Document excerpt:
>> begin

Friday, July 5, 2013

A Discovery at Baker Book House in Grand Rapids

Last week I had delight to visit my friend Louis who works at the amazing Christian bookstore Baker Book House in Grand Rapids.  It truly is an amazing Christian bookstore, which has a nice selection of Catholic Bibles and books too!  After having lunch with Louis I began to take a look at the used book section and found a Bible I had longed to get for many years.  It is the New Oxford Annotated Bible w/ Apocryphal/Deuterocanonical Books published in 1991.  This is the edition that was edited by two of the most prominent Biblical scholars of the 20th century, Dr. Bruce M. Metzger and Carmalite priest Fr. Roland E. Murphy.  A truly ecumenical study Bible if there ever was one.  This was the first edition that included the NRSV translation, but before many of the changes to the annotations that were found in later editions.  These annotations are similar to, but not exactly the same, as the original New Oxford Annotated Bible RSV.  This edition, though slightly bigger in size than the previous edition, also contains very generous margins for personal annotation.  It may be the best I have seen to be honest.  The second picture below, gives you an indication of what I am talking about.

Now, what made this find even better was the fact that they had a copy available in burgundy leather.  It is a soft, genuine leather cover with sewn binding.  Since it is a used Bible, it opens very easily and has a great feel to it.  Fortunately for me, this edition has only a few pencil marks on some of the pages, which can easily be erased.  A truly great find!

There were some additional NOAB NRSV editions available in hardback, so if you are interested you can contact Baker Book House and they will ship it to you.  If you are close enough, I would highly recommend stopping by Baker Book House.  It took me a little over two hours to drive there from metro Detroit, and it was worth every minute.


Tom said...

Jolly good find! Correct me if I'm wrong, but it looks like Baker House doesn't have any other 1991 editions -- which to me is a good part of the appeal (i.e. the ecumenical '91 editors).

Timothy said...


I'd give them a call. They might not have them listed on the website, but as of last week I saw at least two hardcover editions in their used book section.

Timothy said...

Tom, let me know of you are successful.

Jonny said...

Speaking of older editions, it appears that the genuine leather Oxford RSV available from Christianbook is the not the "Expanded Edition" of 1977 but an older edition from 1962. That would mean that it also would have the older version of the New Testament, and not the second edition. I would really be surprised if this wasn't a misprint, but here is the link anyway:

As far at the NRSV edition mentioned here goes, I think this is the same one, hardcover, from amazon. There are multiple copies available for a penny.

Theophrastus said...

Jonny -- the Oxford RSV from Christianbook is definitely the 1977 edition.

The 1991 entry in the New Oxford Annotated is perhaps the high-water mark in the series to date. Congratulations on getting a nice copy of it.

>> end

Material to process:
>> begin

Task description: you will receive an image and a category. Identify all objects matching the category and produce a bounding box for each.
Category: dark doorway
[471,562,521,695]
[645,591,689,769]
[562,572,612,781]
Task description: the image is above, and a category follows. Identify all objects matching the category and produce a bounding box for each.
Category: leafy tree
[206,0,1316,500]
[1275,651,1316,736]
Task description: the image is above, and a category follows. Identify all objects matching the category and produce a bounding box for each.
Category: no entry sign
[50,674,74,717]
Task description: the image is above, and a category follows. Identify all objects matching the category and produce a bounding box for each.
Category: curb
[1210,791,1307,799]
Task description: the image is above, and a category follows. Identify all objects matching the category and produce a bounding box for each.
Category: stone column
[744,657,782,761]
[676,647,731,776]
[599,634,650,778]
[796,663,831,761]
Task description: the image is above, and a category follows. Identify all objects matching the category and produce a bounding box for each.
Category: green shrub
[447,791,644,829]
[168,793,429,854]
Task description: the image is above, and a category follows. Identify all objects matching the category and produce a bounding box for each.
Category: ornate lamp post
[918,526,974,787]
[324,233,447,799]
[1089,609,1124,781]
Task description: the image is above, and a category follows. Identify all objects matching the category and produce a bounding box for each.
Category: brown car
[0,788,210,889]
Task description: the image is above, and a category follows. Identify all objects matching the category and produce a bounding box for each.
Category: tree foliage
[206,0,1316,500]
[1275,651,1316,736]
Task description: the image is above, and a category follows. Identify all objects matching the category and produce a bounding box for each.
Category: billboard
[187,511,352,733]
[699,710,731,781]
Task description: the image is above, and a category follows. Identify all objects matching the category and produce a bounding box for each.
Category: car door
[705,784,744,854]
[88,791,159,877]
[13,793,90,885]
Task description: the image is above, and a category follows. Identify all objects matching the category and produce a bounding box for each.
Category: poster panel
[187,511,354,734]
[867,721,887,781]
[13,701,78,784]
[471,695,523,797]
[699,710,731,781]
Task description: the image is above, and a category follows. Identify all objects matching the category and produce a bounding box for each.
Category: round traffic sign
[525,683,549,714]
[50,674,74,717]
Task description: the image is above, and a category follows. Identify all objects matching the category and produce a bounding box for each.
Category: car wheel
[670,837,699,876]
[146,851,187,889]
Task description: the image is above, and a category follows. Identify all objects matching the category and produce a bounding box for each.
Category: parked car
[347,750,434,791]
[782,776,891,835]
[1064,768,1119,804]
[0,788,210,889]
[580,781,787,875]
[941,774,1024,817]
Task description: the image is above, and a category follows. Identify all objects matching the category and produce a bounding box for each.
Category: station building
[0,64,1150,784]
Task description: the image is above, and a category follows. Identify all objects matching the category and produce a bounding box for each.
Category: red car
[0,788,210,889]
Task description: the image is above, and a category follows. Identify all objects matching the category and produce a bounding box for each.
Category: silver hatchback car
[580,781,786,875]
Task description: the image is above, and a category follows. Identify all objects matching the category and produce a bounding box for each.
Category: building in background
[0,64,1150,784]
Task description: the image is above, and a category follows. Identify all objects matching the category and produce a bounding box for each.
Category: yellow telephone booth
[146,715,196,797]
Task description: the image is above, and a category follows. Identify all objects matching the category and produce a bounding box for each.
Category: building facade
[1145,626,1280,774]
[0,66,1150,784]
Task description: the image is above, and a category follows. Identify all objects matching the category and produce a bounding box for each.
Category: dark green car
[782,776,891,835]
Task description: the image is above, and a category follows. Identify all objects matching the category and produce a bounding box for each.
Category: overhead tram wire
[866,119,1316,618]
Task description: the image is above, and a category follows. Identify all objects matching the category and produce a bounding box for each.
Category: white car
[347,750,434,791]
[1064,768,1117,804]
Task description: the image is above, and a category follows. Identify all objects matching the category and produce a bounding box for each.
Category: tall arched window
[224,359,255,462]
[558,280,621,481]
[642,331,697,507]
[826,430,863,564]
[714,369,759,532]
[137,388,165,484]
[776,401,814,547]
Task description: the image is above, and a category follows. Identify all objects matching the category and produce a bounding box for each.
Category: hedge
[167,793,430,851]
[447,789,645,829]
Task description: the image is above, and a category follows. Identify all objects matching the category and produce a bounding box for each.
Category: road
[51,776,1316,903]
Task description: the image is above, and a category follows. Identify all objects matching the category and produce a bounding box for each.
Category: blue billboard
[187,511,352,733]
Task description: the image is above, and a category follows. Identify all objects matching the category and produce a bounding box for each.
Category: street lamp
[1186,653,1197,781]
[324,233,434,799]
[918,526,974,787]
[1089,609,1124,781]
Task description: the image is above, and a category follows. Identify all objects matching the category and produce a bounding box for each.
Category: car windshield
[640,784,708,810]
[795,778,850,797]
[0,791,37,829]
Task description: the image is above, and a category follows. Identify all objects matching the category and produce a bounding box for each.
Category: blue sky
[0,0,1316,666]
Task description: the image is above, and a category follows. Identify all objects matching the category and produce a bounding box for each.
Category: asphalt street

>> end

Exercise tasks:
1. Rewrite the rows from the first one through the line containing "[562,572,612,781]", swapping "dark doorway" for "open doorway" and leaving everything else as it is.
2. Extend the post about the Bible found at Baker Book House, starting where it stops.
The rows are unrelated to the post about the Bible found at Baker Book House.

Answers to the problems:
1.
Task description: you will receive an image and a category. Identify all objects matching the category and produce a bounding box for each.
Category: open doorway
[471,562,521,695]
[645,591,689,769]
[562,572,612,781]

2.
Timothy said...

What I find interesting is that both the NOAB of 91 and the Catholic Study Bible published in 1990 both had sizable margins, whereas future editions by Oxford pretty much eliminated that feature.

Theophrastus said...

My understanding (from discussion with Oxford University Press folks) is that the smaller margins was a deliberate design decision.

Both the NOAB and Catholic Study Bible are widely used as textbooks (e.g., college and seminary markets) and there was concern that they were becoming unwieldy (particularly after the introduction of the much more compact HarperCollins Study Bible, which is a serious competitor to Oxford for the college market.)

Actually, this is a trend for college textbooks in general. In terms of physical dimensions, many "big" textbooks such as calculus or first year economics textbooks have been shrinking in physical size over the last 15 years.

I'm just speculating now, but perhaps this is partly for competitive reasons, and partly because of widespread complaints about heavy textbooks leading to back pain for students (see, e.g., here, although articles on the subject go back for two decades.)

The more compact typesetting though makes these study Bibles much less usable -- both by college students and members of the general public.

Stuart Dunn said...

Congrats on finding a book you had been looking for forever. I had that experience once with a kid's book for my son. I found it for sale at a monastery...apparently the last one in stock.

CJA Mayo said...


My copy of Alister McGrath's "Christian Theology: An Introduction" is still relatively new, and is massive. It's 400 pages long, if I recall correctly, but reads like it's 1600 pp. instead due to the sheer size of the thing.

Not to mention even in the space given he doesn't have the time to give even the most cursory once-overs to many doctrines, and many of those he can cover, he must cover in a paragraph!

Anonymous said...

Jonny wrote:

"As far at the NRSV edition mentioned here goes, I think this is the same one, hardcover, from amazon. There are multiple copies available for a penny."

Hello Jonny,

Thanks for the above link! Although, the ones for a penny were very tempting, I decided to order a more expensive ($1.95) very good condition NOAB. ;-)


Jason Engel said...

I recently came across a similar find, an Oxford REB study Bible in burgundy leather. It would be nice if such books were not so hard to find, but it sure is a fun treat when you manage to find one. Congrats on your new treasure :)

Timothy said...


Thanks! It was one of those classic double-takes when I saw it. Couldn't believe I saw it there, and I wasn't even really looking for it. Once spotted, I knew I couldn't leave the store without it. Fortunately, the price was reasonable.

Jonny said...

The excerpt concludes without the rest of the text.